## Short exercise
Please transcribe the passage of the pickling article that opens with the words containing "Pick a Pickle" and closes with "ready for pickling.".

Pick a Pickle

Almost every vegetable garden explodes in July. My first July harvest included the last of the spring greens and asparagus, midcycle broccoli and garlic scapes, and the first snap peas, carrots, beets, and bulb onions. The harvest will go straight into our mouths, but as the yields grow jugs of vinegar and a box of salt will be front and center, ready for pickling.

All of my recently harvested vegetables can be pickled, along with snap beans, summer squash, tomatoes, peppers, eggplant, garlic, cabbage, and even fruit. That’s the beauty of pickling: it lets you preserve any low-acid vegetable safely. And like many of my favorite processing techniques, it’s endlessly variable. Various pickling techniques let you preserve everything from a single cucumber to a box of cukes. You can flavor them to fit any meal: American dills or bread-and-butters with burgers, Japanese kyuri asazuke with sushi, Indian kheer uragai with curry—and that’s just a few variations on cucumber pickles.

## Record extracts
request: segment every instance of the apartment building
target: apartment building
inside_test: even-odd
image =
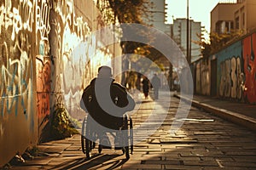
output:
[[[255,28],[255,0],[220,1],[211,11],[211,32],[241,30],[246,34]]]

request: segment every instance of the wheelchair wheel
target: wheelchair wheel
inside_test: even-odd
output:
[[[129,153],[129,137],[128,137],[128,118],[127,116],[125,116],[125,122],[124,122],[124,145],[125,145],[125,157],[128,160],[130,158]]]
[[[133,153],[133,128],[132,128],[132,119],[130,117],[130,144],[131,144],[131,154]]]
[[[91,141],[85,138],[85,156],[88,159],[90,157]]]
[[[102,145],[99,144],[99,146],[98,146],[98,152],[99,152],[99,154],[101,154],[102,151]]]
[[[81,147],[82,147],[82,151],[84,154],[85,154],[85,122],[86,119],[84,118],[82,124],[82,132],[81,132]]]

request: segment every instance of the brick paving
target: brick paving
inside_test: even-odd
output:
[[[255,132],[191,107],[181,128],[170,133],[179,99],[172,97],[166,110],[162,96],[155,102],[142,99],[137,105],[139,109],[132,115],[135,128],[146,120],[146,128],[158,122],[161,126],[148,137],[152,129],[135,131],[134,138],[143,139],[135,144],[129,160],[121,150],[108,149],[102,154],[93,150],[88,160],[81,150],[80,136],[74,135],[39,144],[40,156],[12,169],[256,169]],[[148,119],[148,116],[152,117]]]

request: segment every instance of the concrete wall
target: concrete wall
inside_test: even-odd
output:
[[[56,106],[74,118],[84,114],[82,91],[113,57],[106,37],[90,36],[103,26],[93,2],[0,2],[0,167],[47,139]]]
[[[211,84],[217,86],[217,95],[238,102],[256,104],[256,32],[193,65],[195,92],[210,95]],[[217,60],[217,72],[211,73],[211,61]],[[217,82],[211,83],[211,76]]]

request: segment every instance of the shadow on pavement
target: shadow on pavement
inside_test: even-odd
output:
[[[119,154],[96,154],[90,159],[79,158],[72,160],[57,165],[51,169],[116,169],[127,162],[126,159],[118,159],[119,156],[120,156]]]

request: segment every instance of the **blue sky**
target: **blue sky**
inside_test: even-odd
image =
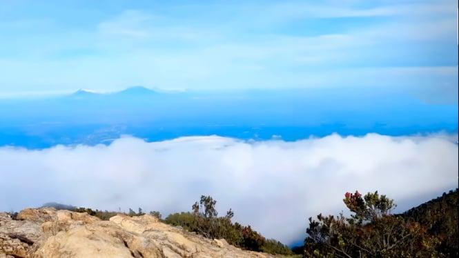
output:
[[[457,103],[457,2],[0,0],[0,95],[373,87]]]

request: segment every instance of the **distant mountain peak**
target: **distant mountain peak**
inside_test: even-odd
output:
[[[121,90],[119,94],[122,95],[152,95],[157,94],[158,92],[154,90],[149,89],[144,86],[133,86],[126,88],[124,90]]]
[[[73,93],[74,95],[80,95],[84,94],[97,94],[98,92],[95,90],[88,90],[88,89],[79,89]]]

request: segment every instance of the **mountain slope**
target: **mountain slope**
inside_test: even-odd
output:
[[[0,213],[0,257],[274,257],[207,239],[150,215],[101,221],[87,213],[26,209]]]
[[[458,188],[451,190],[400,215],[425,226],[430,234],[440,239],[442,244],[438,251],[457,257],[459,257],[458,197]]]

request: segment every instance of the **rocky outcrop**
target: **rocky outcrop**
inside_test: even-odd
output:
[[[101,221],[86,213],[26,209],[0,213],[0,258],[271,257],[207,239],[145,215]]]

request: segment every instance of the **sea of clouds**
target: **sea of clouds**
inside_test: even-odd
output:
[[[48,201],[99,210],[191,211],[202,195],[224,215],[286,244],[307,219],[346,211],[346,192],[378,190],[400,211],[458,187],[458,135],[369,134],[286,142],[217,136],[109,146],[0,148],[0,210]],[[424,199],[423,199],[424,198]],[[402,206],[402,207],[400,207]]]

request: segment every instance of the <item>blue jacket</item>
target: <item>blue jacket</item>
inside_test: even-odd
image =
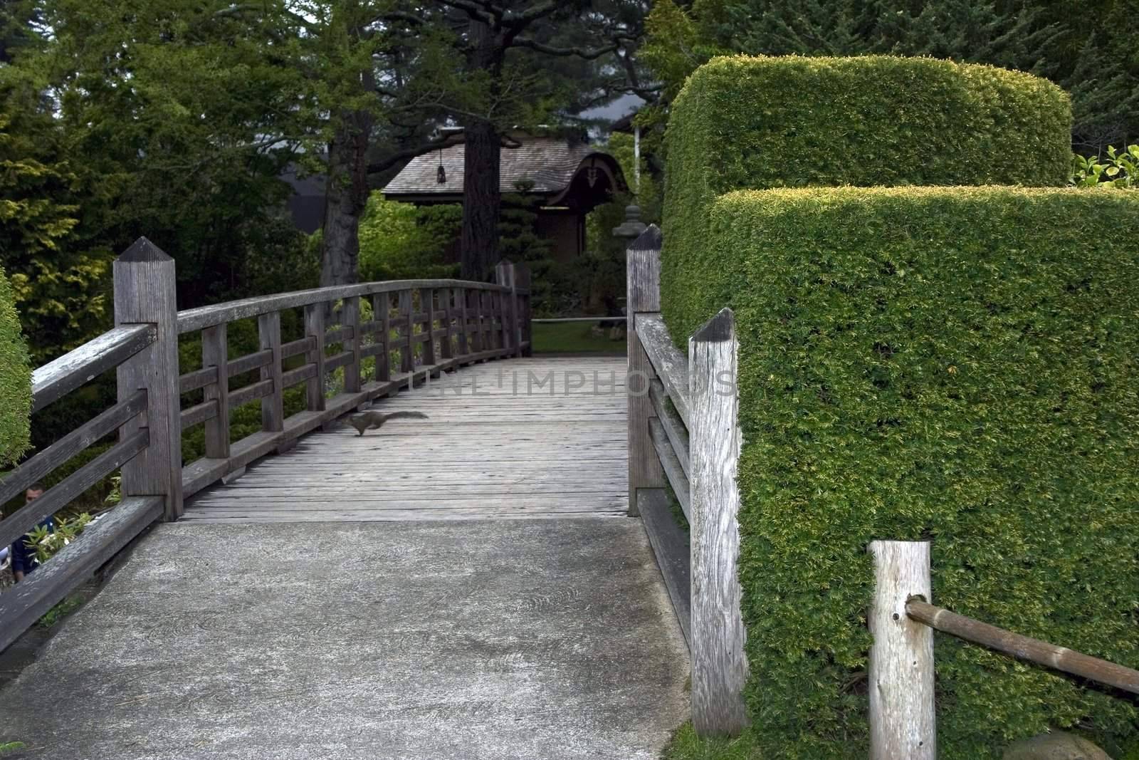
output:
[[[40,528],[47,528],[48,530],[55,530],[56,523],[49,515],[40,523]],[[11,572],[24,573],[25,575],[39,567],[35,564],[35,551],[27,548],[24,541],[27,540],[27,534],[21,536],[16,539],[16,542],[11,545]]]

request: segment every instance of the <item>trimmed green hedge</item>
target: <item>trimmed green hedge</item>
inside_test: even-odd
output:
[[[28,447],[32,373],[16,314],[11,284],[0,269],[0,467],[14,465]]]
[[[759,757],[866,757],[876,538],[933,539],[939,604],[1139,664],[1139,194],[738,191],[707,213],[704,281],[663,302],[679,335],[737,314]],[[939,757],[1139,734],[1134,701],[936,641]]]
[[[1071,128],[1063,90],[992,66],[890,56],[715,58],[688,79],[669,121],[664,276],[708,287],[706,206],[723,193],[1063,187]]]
==
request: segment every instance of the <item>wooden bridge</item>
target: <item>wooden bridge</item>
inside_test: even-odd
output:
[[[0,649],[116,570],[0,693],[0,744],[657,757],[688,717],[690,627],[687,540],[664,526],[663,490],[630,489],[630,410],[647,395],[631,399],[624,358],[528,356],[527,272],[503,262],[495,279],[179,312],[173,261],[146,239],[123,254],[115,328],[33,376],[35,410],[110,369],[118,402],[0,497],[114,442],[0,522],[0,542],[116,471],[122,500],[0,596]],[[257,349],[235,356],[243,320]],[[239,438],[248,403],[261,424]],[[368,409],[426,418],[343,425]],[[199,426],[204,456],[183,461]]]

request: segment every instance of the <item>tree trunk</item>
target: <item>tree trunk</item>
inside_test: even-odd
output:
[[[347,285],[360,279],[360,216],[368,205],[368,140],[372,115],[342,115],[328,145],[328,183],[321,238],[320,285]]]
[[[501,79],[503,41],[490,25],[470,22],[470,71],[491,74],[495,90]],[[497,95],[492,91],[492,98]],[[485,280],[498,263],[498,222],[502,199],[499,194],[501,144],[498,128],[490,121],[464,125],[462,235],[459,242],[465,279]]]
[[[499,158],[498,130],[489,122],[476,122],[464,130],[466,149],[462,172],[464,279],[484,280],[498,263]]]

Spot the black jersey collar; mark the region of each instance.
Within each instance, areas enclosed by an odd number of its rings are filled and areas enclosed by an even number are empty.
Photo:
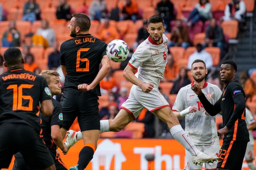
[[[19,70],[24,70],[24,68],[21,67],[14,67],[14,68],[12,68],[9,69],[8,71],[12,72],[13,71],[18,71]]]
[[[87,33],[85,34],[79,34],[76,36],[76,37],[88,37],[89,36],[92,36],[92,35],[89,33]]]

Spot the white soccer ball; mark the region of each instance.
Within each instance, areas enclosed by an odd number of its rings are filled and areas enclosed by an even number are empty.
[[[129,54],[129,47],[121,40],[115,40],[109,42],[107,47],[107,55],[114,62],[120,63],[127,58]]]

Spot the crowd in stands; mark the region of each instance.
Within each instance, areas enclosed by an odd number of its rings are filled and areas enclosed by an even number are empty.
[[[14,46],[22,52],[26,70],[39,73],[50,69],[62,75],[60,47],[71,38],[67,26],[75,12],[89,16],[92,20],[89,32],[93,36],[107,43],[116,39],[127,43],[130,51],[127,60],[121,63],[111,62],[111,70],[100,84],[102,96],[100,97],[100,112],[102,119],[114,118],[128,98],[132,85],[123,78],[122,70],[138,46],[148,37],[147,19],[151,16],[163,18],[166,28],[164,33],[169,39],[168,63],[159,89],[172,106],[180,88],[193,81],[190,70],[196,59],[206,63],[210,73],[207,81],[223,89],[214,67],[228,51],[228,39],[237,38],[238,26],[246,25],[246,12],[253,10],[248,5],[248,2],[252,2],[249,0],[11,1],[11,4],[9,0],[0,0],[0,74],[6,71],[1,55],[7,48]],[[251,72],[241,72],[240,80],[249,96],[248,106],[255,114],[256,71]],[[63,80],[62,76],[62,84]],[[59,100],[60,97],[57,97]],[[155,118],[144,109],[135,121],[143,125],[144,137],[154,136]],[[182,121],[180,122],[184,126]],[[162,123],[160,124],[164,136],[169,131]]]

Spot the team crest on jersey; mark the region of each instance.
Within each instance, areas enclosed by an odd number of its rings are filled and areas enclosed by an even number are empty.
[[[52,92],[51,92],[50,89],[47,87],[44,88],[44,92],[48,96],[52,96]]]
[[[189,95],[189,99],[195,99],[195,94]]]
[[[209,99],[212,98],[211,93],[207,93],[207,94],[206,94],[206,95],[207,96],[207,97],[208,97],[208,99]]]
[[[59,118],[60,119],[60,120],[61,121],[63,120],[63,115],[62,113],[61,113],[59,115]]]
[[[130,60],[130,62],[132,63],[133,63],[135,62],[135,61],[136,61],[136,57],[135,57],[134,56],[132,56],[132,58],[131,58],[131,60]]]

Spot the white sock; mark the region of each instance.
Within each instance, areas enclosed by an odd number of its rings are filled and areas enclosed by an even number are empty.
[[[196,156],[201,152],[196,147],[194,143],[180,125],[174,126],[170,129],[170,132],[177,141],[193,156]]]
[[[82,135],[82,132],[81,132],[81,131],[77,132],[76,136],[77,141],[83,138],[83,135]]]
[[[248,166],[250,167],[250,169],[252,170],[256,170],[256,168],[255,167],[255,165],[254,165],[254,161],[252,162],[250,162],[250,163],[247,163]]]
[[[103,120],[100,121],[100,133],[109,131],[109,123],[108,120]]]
...
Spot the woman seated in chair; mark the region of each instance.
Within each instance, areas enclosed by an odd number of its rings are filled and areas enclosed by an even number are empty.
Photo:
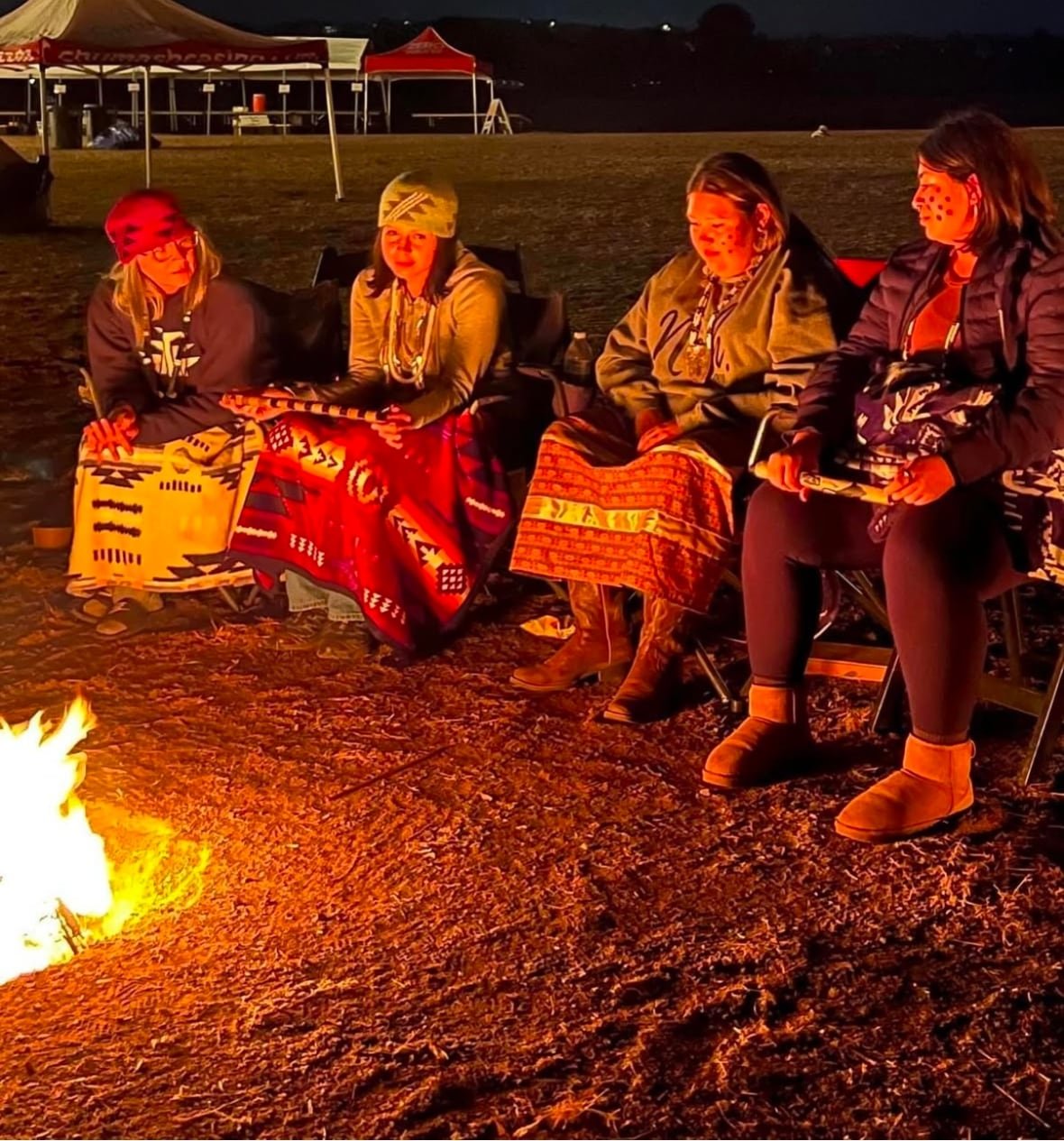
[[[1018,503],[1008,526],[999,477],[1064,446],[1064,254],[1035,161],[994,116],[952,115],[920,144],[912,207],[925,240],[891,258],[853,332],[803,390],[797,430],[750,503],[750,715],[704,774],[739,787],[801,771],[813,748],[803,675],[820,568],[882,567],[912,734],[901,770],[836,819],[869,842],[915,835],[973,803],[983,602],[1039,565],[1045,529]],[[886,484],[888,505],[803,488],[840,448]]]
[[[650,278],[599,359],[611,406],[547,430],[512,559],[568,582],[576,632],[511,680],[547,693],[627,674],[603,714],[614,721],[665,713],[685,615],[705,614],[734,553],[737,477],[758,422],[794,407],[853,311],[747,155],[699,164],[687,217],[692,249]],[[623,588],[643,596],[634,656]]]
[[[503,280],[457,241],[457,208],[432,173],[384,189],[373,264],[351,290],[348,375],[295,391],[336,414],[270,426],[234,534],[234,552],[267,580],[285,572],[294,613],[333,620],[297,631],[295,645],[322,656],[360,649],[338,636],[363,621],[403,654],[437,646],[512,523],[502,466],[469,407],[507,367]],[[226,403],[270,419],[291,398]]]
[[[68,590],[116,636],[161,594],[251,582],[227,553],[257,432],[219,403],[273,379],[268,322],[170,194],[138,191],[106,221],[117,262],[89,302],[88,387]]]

## Solution for this problem
Pick a Pickle

Almost every vegetable garden explodes in July. My first July harvest included the last of the spring greens and asparagus, midcycle broccoli and garlic scapes, and the first snap peas, carrots, beets, and bulb onions. The harvest will go straight into our mouths, but as the yields grow jugs of vinegar and a box of salt will be front and center, ready for pickling.